══ Extracted material

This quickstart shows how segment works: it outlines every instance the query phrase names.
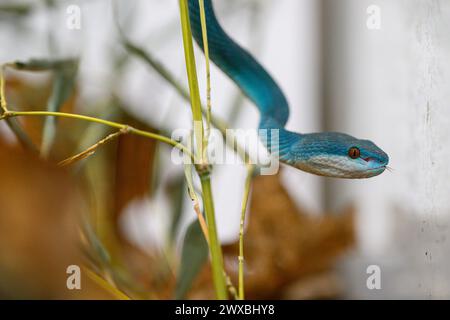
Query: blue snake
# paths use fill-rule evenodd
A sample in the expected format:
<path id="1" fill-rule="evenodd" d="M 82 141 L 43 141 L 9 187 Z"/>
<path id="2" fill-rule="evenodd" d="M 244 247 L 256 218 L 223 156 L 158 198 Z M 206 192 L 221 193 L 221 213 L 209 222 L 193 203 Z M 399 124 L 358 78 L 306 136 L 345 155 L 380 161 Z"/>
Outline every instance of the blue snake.
<path id="1" fill-rule="evenodd" d="M 203 49 L 199 1 L 189 0 L 188 4 L 192 35 Z M 289 105 L 280 87 L 249 52 L 225 33 L 211 0 L 204 0 L 204 7 L 211 60 L 258 107 L 259 129 L 266 132 L 260 138 L 271 153 L 282 163 L 321 176 L 359 179 L 384 172 L 389 157 L 372 141 L 339 132 L 300 134 L 286 130 Z M 273 132 L 278 133 L 278 144 L 273 143 Z"/>

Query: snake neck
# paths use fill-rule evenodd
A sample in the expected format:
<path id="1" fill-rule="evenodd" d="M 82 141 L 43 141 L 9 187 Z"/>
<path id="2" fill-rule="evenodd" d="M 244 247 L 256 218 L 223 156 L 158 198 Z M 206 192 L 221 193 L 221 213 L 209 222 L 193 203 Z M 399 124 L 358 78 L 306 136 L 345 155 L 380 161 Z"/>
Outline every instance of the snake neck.
<path id="1" fill-rule="evenodd" d="M 292 146 L 297 146 L 305 135 L 288 131 L 280 127 L 273 117 L 261 115 L 259 123 L 259 138 L 267 150 L 279 158 L 280 161 L 294 165 L 296 157 L 292 153 Z"/>
<path id="2" fill-rule="evenodd" d="M 280 87 L 245 49 L 220 26 L 211 0 L 205 0 L 208 48 L 211 60 L 225 72 L 258 107 L 260 129 L 282 129 L 289 118 L 289 106 Z M 203 49 L 198 0 L 189 0 L 192 35 Z"/>

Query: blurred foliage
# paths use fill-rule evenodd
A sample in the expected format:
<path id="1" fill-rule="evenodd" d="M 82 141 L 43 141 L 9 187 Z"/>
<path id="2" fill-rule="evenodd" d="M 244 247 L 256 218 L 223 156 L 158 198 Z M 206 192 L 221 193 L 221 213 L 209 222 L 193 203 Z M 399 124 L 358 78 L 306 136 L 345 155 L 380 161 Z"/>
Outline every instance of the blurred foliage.
<path id="1" fill-rule="evenodd" d="M 32 10 L 32 6 L 26 3 L 2 3 L 0 4 L 0 17 L 24 17 L 30 14 Z"/>
<path id="2" fill-rule="evenodd" d="M 352 209 L 311 215 L 297 208 L 279 175 L 256 177 L 244 242 L 246 296 L 282 298 L 298 281 L 332 272 L 336 259 L 355 242 L 353 216 Z M 237 244 L 225 248 L 232 276 L 237 252 Z M 329 282 L 324 292 L 299 292 L 290 298 L 333 298 L 338 289 Z"/>
<path id="3" fill-rule="evenodd" d="M 21 71 L 62 71 L 67 76 L 63 80 L 73 83 L 73 73 L 76 72 L 78 66 L 78 60 L 76 59 L 60 59 L 60 60 L 49 60 L 49 59 L 30 59 L 29 61 L 14 61 L 8 63 L 8 65 L 14 69 Z"/>
<path id="4" fill-rule="evenodd" d="M 254 178 L 245 233 L 247 299 L 337 298 L 336 260 L 355 243 L 354 213 L 313 216 L 298 209 L 280 176 Z M 225 245 L 225 268 L 237 283 L 238 241 Z M 213 298 L 205 268 L 189 297 Z"/>
<path id="5" fill-rule="evenodd" d="M 194 220 L 186 230 L 181 264 L 178 269 L 175 299 L 184 299 L 192 282 L 208 259 L 208 243 L 203 236 L 198 220 Z"/>
<path id="6" fill-rule="evenodd" d="M 0 141 L 0 175 L 0 297 L 112 298 L 84 273 L 81 290 L 66 287 L 87 210 L 70 174 Z"/>

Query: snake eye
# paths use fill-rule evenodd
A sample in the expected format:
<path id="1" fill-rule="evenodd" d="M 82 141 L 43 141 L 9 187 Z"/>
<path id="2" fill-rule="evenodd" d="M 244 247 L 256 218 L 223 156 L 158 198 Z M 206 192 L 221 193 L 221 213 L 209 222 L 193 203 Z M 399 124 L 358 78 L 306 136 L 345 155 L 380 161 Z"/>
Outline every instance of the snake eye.
<path id="1" fill-rule="evenodd" d="M 348 156 L 352 159 L 357 159 L 361 155 L 361 151 L 357 147 L 351 147 L 348 149 Z"/>

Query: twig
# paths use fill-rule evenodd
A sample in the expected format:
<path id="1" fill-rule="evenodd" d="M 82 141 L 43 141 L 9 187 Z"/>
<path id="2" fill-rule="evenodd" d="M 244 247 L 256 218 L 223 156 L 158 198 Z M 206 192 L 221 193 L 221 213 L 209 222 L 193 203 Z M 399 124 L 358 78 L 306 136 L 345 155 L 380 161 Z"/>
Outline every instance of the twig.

════

What the exercise asks
Your reply should repeat the entries above exactly, leaving the pictures out.

Your solution
This quickstart shows how segment works: it outlines every instance the query phrase names.
Query: blue snake
# paths use fill-rule evenodd
A sample in the expected format:
<path id="1" fill-rule="evenodd" d="M 82 141 L 43 141 L 9 187 Z"/>
<path id="2" fill-rule="evenodd" d="M 244 247 L 256 218 L 223 156 L 158 198 Z M 206 192 L 221 193 L 221 213 L 209 222 L 193 203 Z M 399 124 L 358 78 L 306 136 L 345 155 L 380 161 Z"/>
Outline every instance of the blue snake.
<path id="1" fill-rule="evenodd" d="M 203 49 L 199 1 L 189 0 L 188 4 L 192 35 Z M 289 105 L 280 87 L 249 52 L 225 33 L 211 0 L 204 0 L 204 7 L 211 60 L 258 107 L 259 129 L 266 132 L 260 138 L 271 153 L 282 163 L 321 176 L 359 179 L 384 172 L 389 157 L 372 141 L 339 132 L 300 134 L 286 130 Z M 273 132 L 278 133 L 278 144 L 273 143 Z"/>

Query: snake neck
# paths use fill-rule evenodd
A sample in the expected format:
<path id="1" fill-rule="evenodd" d="M 82 141 L 43 141 L 9 187 Z"/>
<path id="2" fill-rule="evenodd" d="M 244 247 L 256 218 L 223 156 L 158 198 Z M 206 192 L 221 193 L 221 213 L 209 222 L 193 203 Z M 399 124 L 358 78 L 306 136 L 345 155 L 380 161 Z"/>
Outline every instance of the snake neck.
<path id="1" fill-rule="evenodd" d="M 292 146 L 297 146 L 305 135 L 288 131 L 280 127 L 273 117 L 261 115 L 259 123 L 259 138 L 267 150 L 279 158 L 280 161 L 294 165 L 296 157 L 292 153 Z"/>
<path id="2" fill-rule="evenodd" d="M 280 87 L 245 49 L 220 26 L 211 0 L 205 0 L 208 48 L 211 60 L 225 72 L 258 107 L 260 129 L 282 129 L 289 118 L 289 106 Z M 203 49 L 198 0 L 189 0 L 192 35 Z"/>

Query: blurred foliage
# paths use fill-rule evenodd
A sample in the expected format:
<path id="1" fill-rule="evenodd" d="M 82 141 L 43 141 L 9 187 Z"/>
<path id="2" fill-rule="evenodd" d="M 244 247 L 256 218 L 223 156 L 158 198 Z M 206 192 L 221 193 L 221 213 L 209 222 L 193 203 Z M 399 124 L 358 78 L 306 136 L 345 155 L 380 161 Z"/>
Outline every instance of the blurred foliage.
<path id="1" fill-rule="evenodd" d="M 32 10 L 32 6 L 26 3 L 2 3 L 0 4 L 0 17 L 24 17 L 30 14 Z"/>
<path id="2" fill-rule="evenodd" d="M 352 209 L 311 215 L 297 208 L 279 175 L 256 177 L 244 242 L 246 296 L 282 298 L 298 281 L 332 272 L 336 259 L 355 242 L 353 216 Z M 237 244 L 225 248 L 232 276 L 237 252 Z M 329 282 L 324 292 L 299 292 L 290 298 L 333 298 L 338 289 Z"/>
<path id="3" fill-rule="evenodd" d="M 21 71 L 62 71 L 67 76 L 63 80 L 73 83 L 73 73 L 76 72 L 78 66 L 78 60 L 76 59 L 60 59 L 60 60 L 49 60 L 49 59 L 30 59 L 29 61 L 14 61 L 8 63 L 8 65 L 14 69 Z"/>
<path id="4" fill-rule="evenodd" d="M 254 178 L 245 233 L 247 299 L 337 298 L 336 260 L 355 243 L 354 213 L 313 216 L 298 209 L 280 176 Z M 225 245 L 225 268 L 237 283 L 238 241 Z M 213 298 L 205 268 L 189 297 Z"/>
<path id="5" fill-rule="evenodd" d="M 194 220 L 186 230 L 181 264 L 178 269 L 175 299 L 184 299 L 192 282 L 208 259 L 208 243 L 203 236 L 198 220 Z"/>
<path id="6" fill-rule="evenodd" d="M 0 141 L 0 175 L 0 297 L 112 298 L 84 273 L 81 290 L 66 287 L 87 210 L 70 174 Z"/>

Query: snake eye
# paths use fill-rule evenodd
A sample in the expected format:
<path id="1" fill-rule="evenodd" d="M 82 141 L 43 141 L 9 187 Z"/>
<path id="2" fill-rule="evenodd" d="M 244 247 L 256 218 L 223 156 L 158 198 Z M 206 192 L 221 193 L 221 213 L 209 222 L 193 203 Z M 399 124 L 358 78 L 306 136 L 345 155 L 380 161 Z"/>
Outline every instance of the snake eye.
<path id="1" fill-rule="evenodd" d="M 348 156 L 352 159 L 357 159 L 361 155 L 361 151 L 357 147 L 351 147 L 348 149 Z"/>

Query: twig
# paths use fill-rule evenodd
A sample in the expected format:
<path id="1" fill-rule="evenodd" d="M 82 141 L 43 141 L 9 187 Z"/>
<path id="2" fill-rule="evenodd" d="M 244 247 L 256 218 L 223 156 L 158 198 Z M 206 192 L 221 193 L 221 213 L 209 222 L 193 203 Z M 399 124 L 358 78 L 306 136 L 345 155 L 380 161 Z"/>
Outline every instance of the twig.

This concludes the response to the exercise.